STATED GOAL. Rewrite all the lines below as a two-column CSV with the header input,output. Give one row for each line, putting its text and its answer each in a single quoted field with line breaks changed to spaces.

+++

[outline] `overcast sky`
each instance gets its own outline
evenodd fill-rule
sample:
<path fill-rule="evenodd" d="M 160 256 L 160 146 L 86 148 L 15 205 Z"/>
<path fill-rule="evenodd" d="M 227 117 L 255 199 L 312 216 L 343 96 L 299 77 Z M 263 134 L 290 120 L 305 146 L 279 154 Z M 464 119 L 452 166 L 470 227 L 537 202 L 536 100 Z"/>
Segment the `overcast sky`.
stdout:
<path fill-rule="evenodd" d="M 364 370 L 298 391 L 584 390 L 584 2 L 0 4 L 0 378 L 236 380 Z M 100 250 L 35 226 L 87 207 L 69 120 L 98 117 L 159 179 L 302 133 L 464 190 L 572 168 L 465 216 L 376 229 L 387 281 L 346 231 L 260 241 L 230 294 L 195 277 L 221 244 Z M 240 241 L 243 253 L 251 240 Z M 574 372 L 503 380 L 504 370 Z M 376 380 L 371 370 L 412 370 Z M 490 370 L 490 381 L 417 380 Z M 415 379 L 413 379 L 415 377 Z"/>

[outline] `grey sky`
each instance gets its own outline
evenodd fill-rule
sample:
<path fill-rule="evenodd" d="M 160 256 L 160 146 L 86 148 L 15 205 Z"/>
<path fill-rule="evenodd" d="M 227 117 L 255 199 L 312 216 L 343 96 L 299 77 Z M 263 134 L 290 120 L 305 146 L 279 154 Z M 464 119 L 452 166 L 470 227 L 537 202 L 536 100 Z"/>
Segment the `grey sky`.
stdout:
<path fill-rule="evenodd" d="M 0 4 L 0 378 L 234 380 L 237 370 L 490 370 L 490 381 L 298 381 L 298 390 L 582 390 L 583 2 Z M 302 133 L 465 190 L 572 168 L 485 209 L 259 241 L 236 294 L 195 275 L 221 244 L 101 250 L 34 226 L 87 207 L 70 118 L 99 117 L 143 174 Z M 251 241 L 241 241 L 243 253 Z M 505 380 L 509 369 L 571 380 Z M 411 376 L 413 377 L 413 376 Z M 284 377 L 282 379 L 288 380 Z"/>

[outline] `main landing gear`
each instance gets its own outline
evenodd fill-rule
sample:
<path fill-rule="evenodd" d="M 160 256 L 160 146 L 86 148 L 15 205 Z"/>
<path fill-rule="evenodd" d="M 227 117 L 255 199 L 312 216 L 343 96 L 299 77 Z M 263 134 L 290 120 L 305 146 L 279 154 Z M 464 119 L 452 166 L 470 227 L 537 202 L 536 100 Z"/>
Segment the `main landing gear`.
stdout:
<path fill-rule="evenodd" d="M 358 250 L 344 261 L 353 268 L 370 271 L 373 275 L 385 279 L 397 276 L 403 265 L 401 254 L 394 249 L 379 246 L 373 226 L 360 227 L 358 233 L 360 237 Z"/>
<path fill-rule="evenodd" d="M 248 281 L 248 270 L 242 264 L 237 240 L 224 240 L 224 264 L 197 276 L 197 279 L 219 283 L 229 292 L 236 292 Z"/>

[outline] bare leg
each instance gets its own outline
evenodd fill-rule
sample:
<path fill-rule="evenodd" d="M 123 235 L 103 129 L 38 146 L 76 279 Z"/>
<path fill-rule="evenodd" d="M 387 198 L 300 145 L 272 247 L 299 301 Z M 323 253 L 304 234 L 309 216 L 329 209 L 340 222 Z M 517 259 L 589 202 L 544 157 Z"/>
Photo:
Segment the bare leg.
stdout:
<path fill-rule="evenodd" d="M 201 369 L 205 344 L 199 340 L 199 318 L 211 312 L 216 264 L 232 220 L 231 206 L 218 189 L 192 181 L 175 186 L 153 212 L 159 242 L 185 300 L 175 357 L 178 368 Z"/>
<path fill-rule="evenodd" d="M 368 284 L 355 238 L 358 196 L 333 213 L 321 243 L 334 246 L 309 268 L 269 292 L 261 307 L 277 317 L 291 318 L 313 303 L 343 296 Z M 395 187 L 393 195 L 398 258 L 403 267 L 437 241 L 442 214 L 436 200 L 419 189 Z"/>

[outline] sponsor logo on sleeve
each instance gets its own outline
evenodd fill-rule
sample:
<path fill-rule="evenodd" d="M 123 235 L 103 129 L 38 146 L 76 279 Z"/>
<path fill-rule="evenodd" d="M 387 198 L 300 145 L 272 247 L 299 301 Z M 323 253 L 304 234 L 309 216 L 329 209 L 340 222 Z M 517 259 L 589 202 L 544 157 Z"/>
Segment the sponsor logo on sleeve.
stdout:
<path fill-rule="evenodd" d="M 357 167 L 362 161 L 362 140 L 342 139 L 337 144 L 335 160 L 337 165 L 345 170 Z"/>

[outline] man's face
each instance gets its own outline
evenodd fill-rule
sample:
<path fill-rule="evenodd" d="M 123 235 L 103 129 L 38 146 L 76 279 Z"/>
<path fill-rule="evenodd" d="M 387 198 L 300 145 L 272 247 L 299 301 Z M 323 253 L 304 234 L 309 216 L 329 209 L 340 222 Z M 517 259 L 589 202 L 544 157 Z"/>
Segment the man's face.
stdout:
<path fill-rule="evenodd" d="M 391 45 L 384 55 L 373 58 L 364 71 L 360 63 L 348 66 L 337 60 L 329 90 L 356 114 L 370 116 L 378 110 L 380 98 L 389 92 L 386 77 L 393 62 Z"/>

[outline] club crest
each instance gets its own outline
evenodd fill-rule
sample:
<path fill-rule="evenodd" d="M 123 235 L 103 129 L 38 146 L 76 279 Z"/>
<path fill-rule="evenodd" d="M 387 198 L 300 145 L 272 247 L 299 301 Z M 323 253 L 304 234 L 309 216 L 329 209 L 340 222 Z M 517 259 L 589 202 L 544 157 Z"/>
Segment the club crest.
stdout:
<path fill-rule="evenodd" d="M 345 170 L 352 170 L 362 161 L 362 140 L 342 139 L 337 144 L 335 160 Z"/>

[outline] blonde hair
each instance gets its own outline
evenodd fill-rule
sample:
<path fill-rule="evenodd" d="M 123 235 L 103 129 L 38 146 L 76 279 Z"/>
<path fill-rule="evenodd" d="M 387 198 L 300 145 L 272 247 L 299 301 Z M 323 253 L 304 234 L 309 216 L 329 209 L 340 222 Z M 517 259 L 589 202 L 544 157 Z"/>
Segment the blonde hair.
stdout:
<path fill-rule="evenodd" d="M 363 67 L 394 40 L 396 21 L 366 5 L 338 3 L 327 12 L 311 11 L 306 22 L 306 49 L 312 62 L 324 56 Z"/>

+++

PROBLEM SOLUTION.
input,output
"[outline] `overcast sky` each instance gets its own outline evenodd fill-rule sample: <path fill-rule=""evenodd"" d=""M 160 256 L 160 146 L 86 148 L 15 205 Z""/> <path fill-rule=""evenodd"" d=""M 227 117 L 255 199 L 312 216 L 343 96 L 299 77 Z M 263 134 L 290 120 L 305 146 L 279 154 Z M 464 119 L 452 166 L 470 227 L 537 202 L 536 100 Z""/> Segment the `overcast sky`. stdout:","<path fill-rule=""evenodd"" d=""M 364 370 L 298 391 L 584 390 L 584 2 L 0 4 L 0 378 L 236 380 Z M 100 250 L 35 226 L 87 207 L 69 120 L 98 117 L 159 179 L 302 133 L 464 190 L 572 168 L 465 216 L 376 229 L 387 281 L 346 231 L 260 241 L 230 294 L 195 277 L 221 244 Z M 240 241 L 243 253 L 251 240 Z M 574 372 L 503 380 L 504 370 Z M 376 380 L 371 370 L 412 370 Z M 490 370 L 490 381 L 417 380 Z M 415 379 L 413 379 L 415 377 Z""/>"
"[outline] `grey sky` each instance gets its own outline evenodd fill-rule sample: <path fill-rule=""evenodd"" d=""M 160 256 L 160 146 L 86 148 L 15 205 Z""/> <path fill-rule=""evenodd"" d=""M 227 117 L 255 199 L 312 216 L 343 96 L 299 77 Z M 263 134 L 290 120 L 305 146 L 279 154 Z M 464 119 L 452 166 L 470 227 L 537 202 L 536 100 Z""/> Segment the `grey sky`. stdout:","<path fill-rule=""evenodd"" d=""M 0 4 L 0 378 L 234 380 L 237 370 L 490 370 L 490 381 L 298 381 L 298 390 L 582 390 L 583 2 Z M 302 133 L 465 190 L 572 168 L 485 209 L 259 241 L 236 294 L 195 275 L 221 244 L 101 250 L 34 226 L 87 207 L 70 118 L 99 117 L 143 174 Z M 251 241 L 241 241 L 243 253 Z M 505 380 L 509 369 L 571 380 Z M 411 376 L 413 377 L 413 376 Z M 284 377 L 282 379 L 288 380 Z""/>"
"[outline] `main landing gear` each instance gets its own outline evenodd fill-rule sample: <path fill-rule=""evenodd"" d=""M 160 256 L 160 146 L 86 148 L 15 205 Z""/> <path fill-rule=""evenodd"" d=""M 227 117 L 255 199 L 312 216 L 343 96 L 299 77 Z M 263 134 L 290 120 L 305 146 L 279 154 Z M 464 119 L 452 166 L 470 227 L 537 202 L 536 100 Z""/> Segment the `main landing gear`. stdout:","<path fill-rule=""evenodd"" d=""M 358 250 L 344 261 L 353 268 L 370 271 L 373 275 L 385 279 L 397 276 L 403 265 L 401 254 L 394 249 L 379 246 L 373 226 L 360 227 L 358 233 L 360 237 Z""/> <path fill-rule=""evenodd"" d=""M 248 281 L 248 270 L 242 264 L 237 240 L 224 240 L 224 264 L 197 276 L 197 279 L 219 283 L 229 292 L 236 292 Z""/>"
"[outline] bare leg each instance gets its own outline evenodd fill-rule sample: <path fill-rule=""evenodd"" d=""M 123 235 L 103 129 L 38 146 L 76 279 Z""/> <path fill-rule=""evenodd"" d=""M 387 198 L 300 145 L 272 247 L 299 301 Z M 323 253 L 304 234 L 309 216 L 329 209 L 340 222 Z M 517 259 L 589 202 L 544 157 Z""/> Photo: Segment the bare leg. stdout:","<path fill-rule=""evenodd"" d=""M 201 369 L 205 344 L 199 340 L 199 318 L 211 312 L 216 264 L 232 220 L 231 206 L 218 189 L 192 181 L 175 186 L 153 212 L 159 242 L 185 300 L 175 357 L 178 368 Z""/> <path fill-rule=""evenodd"" d=""M 368 284 L 355 238 L 358 196 L 333 213 L 321 243 L 334 246 L 309 268 L 269 292 L 261 307 L 277 317 L 291 318 L 313 303 L 343 296 Z M 395 187 L 393 195 L 398 258 L 403 267 L 437 241 L 442 214 L 436 200 L 419 189 Z""/>"
"[outline] sponsor logo on sleeve each instance gets its own outline evenodd fill-rule sample: <path fill-rule=""evenodd"" d=""M 123 235 L 103 129 L 38 146 L 76 279 Z""/> <path fill-rule=""evenodd"" d=""M 387 198 L 300 145 L 272 247 L 299 301 Z M 323 253 L 304 234 L 309 216 L 329 209 L 340 222 Z M 517 259 L 589 202 L 544 157 Z""/> Segment the sponsor logo on sleeve. stdout:","<path fill-rule=""evenodd"" d=""M 357 167 L 362 161 L 362 140 L 342 139 L 337 144 L 335 160 L 337 165 L 345 170 Z""/>"
"[outline] man's face each instance gets its own outline evenodd fill-rule sample: <path fill-rule=""evenodd"" d=""M 123 235 L 103 129 L 38 146 L 76 279 Z""/> <path fill-rule=""evenodd"" d=""M 387 198 L 300 145 L 272 247 L 299 301 Z M 323 253 L 304 234 L 309 216 L 329 209 L 340 222 Z M 517 259 L 589 202 L 544 157 Z""/> Segment the man's face. stdout:","<path fill-rule=""evenodd"" d=""M 391 45 L 384 55 L 373 58 L 364 71 L 360 63 L 348 66 L 337 60 L 329 90 L 356 114 L 370 116 L 378 110 L 380 98 L 389 92 L 386 77 L 393 62 Z""/>"
"[outline] club crest each instance gets its own outline evenodd fill-rule sample: <path fill-rule=""evenodd"" d=""M 123 235 L 103 129 L 38 146 L 76 279 Z""/> <path fill-rule=""evenodd"" d=""M 387 198 L 300 145 L 272 247 L 299 301 Z M 323 253 L 304 234 L 309 216 L 329 209 L 340 222 Z M 517 259 L 589 202 L 544 157 Z""/> Segment the club crest. stdout:","<path fill-rule=""evenodd"" d=""M 345 170 L 352 170 L 362 161 L 362 140 L 342 139 L 337 144 L 335 160 Z""/>"
"[outline] blonde hair each instance gets its own outline evenodd fill-rule sample: <path fill-rule=""evenodd"" d=""M 123 235 L 103 129 L 38 146 L 76 279 Z""/> <path fill-rule=""evenodd"" d=""M 387 198 L 300 145 L 272 247 L 299 301 Z M 323 253 L 304 234 L 309 216 L 329 209 L 340 222 Z M 517 259 L 589 202 L 544 157 Z""/> Segment the blonde hair. stdout:","<path fill-rule=""evenodd"" d=""M 363 67 L 394 40 L 396 21 L 366 5 L 338 3 L 327 12 L 311 11 L 306 22 L 306 49 L 312 62 L 324 56 Z""/>"